Pour les soignants, il s'agit parfois d'aller au plus vite, quand il y a urgence. La rapidité est alors une qualité nécessaire, au même titre que la compétence et l'efficience de l'organisation collective.
La recherche médicale, l'évaluation des pratiques et des produits de santé, nécessitent un temps bien plus long que celui de l'urgence des soins. La tendance des dernières années à raccourcir le temps de l'évaluation des médicaments, au motif d'une urgence de l'accès aux nouveaux médicaments, s'est accentuée avec la pandémie de covid-19, révélant de nombreux enjeux éloignés des soins. Ainsi le vaccin russe semble porter, sous son nom de Spoutnik V, la volonté d'un président de mettre en avant son pays. Outre-Atlantique, le président des États-Unis d'Amérique a régulièrement enjoint à l'Agence du médicament de son pays d'autoriser en urgence divers traitements de la maladie covid-19, sans tenir compte des données d'évaluation, dans un but apparemment surtout électoraliste.
La firme Gilead est allée vite pour être la première firme à obtenir une autorisation de mise sur le marché (AMM) d'un antiviral dans cette maladie, avec le remdésivir (Veklury°). L'Agence européenne du médicament (EMA) a donné de manière précipitée un avis favorable à l'octroi d'une AMM pour ce médicament, sur la base de données cliniques très limitées, après que la FDA en a autorisé l'utilisation en urgence.

▶ **Travail à faire**:
1. D'après le texte sur l'évaluation des médicaments, quel antiviral la firme Gilead a-t-elle été la première à faire autoriser dans la maladie covid-19 ?
2. Prolongez le texte sur l'évaluation des médicaments à la suite de sa dernière phrase.
Les items qui suivent le texte sur l'évaluation des médicaments n'ont aucun rapport avec lui.

▶ **Données sources**:
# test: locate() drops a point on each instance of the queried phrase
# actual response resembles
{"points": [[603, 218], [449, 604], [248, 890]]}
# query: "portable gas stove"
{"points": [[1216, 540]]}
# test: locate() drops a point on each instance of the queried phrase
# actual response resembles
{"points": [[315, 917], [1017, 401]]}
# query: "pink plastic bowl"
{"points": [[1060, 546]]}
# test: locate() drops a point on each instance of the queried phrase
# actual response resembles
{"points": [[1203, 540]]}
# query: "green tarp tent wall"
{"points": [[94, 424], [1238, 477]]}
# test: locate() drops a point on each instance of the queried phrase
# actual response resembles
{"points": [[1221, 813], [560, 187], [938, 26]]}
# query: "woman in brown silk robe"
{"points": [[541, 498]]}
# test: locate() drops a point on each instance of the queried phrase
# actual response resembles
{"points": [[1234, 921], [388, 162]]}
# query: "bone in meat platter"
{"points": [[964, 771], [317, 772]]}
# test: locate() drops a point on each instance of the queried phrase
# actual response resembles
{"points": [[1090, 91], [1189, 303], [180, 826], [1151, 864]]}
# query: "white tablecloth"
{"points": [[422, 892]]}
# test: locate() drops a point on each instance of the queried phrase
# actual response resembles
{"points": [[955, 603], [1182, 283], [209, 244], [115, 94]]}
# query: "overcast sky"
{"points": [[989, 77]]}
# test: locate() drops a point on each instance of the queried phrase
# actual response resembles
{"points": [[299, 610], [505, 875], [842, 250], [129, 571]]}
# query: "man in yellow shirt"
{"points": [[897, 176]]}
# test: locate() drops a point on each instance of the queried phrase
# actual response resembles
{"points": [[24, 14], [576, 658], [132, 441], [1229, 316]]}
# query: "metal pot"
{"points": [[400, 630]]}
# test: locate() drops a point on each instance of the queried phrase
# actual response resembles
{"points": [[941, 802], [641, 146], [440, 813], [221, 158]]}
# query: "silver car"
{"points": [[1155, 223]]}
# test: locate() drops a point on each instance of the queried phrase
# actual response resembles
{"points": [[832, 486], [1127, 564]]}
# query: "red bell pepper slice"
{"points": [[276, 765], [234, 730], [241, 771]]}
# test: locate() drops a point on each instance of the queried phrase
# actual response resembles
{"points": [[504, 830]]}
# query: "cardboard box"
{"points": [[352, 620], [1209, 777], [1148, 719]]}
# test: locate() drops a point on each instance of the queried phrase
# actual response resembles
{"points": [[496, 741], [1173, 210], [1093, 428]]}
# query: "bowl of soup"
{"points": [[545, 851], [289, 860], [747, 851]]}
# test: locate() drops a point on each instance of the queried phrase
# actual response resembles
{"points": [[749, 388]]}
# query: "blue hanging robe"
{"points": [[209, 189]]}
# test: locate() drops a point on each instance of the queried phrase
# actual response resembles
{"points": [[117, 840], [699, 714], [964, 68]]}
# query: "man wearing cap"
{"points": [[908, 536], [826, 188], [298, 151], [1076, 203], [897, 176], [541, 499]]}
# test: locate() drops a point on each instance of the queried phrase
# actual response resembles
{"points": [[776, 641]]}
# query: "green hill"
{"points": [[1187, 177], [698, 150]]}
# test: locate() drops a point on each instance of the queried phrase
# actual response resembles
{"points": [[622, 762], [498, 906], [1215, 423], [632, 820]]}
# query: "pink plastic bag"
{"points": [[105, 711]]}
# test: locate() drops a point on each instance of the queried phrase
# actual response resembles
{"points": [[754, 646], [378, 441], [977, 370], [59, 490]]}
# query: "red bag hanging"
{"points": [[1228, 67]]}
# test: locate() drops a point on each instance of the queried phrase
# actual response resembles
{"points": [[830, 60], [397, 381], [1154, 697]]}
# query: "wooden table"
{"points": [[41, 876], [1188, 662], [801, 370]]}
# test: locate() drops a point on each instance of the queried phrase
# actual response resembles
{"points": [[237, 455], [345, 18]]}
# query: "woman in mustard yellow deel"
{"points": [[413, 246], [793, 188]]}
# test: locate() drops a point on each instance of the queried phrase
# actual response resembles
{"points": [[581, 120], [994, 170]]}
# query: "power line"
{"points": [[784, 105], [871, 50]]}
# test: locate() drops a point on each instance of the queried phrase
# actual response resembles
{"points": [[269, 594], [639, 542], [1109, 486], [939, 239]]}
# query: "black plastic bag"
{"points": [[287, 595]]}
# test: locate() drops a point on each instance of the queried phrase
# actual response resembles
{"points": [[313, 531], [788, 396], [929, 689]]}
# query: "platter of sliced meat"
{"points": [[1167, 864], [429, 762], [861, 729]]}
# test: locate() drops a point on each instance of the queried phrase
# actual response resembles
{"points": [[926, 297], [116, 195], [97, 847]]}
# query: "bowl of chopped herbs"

▶ **Réponses attendues**:
1. Le remdésivir (Veklury°).

2.
Le 13 juillet 2020, soit quelques jours après l'octroi de cette AMM européenne en juillet dernier, Prescrire a publié dans l'espace "Dans l'actualité" de l'Application Prescrire et sur son site internet une analyse concise des données d'évaluation clinique alors disponibles sur le remdésivir, pour fournir des repères immédiats utiles aux soignants. Cela leur a permis de constater le peu de résultats démontrés et concrets pour les patients. Par ce canal d'informations, les soignants ont aussi été informés, à plusieurs reprises à partir de mars 2020, de l'absence de preuve de l'efficacité de l'hydroxychloroquine (Plaquénil°), associée ou non, quel que soit le stade de la maladie covid-19 (lire aussi "Dans l'actualité. Covid-19 et hydroxychloroquine (Plaquénil°) : pas d'efficacité démontrée, y compris dans les formes sans gravité" du 24 juillet 2020). Et aussi de l'intérêt de la dexaméthasone (Dectancyl° ou autre) pour certains patients (lire aussi "Dans l'actualité. Covid-19 et troubles respiratoires graves : dans un essai, mortalité réduite par la dexaméthasone" du 24 juin 2020), et de la place de l'anticoagulation (lire aussi "Dans l'actualité. Patients atteints de covid-19 restant à domicile : anticoagulant rarement justifié" du 24 septembre 2020).
Prescrire a en plus mené en parallèle un travail de fond selon ses méthodes habituelles et rigoureuses d'analyse approfondie des données d'évaluation du remdésivir (lire aussi "remdésivir (Veklury°) et covid-19").
En deux temps, Prescrire poursuit ainsi sa mission. Pour permettre aux soignants de disposer de repères rapides distinguant faits, hypothèses et opinions. Et pour aider à faire des choix documentés et raisonnés, sans céder aux espoirs infondés. Sans confondre urgence et précipitation.